== SOURCE INFORMATION ==
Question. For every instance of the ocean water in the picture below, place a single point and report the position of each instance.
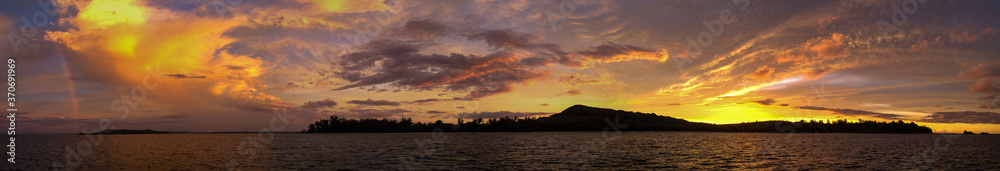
(508, 151)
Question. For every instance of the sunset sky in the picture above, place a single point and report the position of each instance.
(199, 65)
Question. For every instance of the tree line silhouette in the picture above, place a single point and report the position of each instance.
(585, 118)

== EXERCISE OBJECTIVE ==
Word for word, quote the lines above. Omit the pictures.

== FINISHED TASK ==
Question. For every instance of the ocean water in the picture below, place a single point and report the position of each instance.
(508, 151)
Question. For every instance of the sunset sky in the picture above, place a single point and report the position of each instance.
(199, 65)
Question. For every instance of the tree line silhouette in the picture above, place a single point and report the position of each instance.
(585, 118)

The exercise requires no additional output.